▶ [WHAT THE TASK ASKS]: Reproduce the listing below with "one per line" swapped for "one on each line", leaving everything else intact.

▶ [GIVEN INFORMATION]:
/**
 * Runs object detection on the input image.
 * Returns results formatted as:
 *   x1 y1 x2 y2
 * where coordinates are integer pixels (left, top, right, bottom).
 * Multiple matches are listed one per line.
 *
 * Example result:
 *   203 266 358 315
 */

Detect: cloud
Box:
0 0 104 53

▶ [RESPONSE TO THE EXERCISE]:
/**
 * Runs object detection on the input image.
 * Returns results formatted as:
 *   x1 y1 x2 y2
 * where coordinates are integer pixels (left, top, right, bottom).
 * Multiple matches are listed one on each line.
 *
 * Example result:
 *   203 266 358 315
 */

Detect: cloud
Box:
0 0 104 53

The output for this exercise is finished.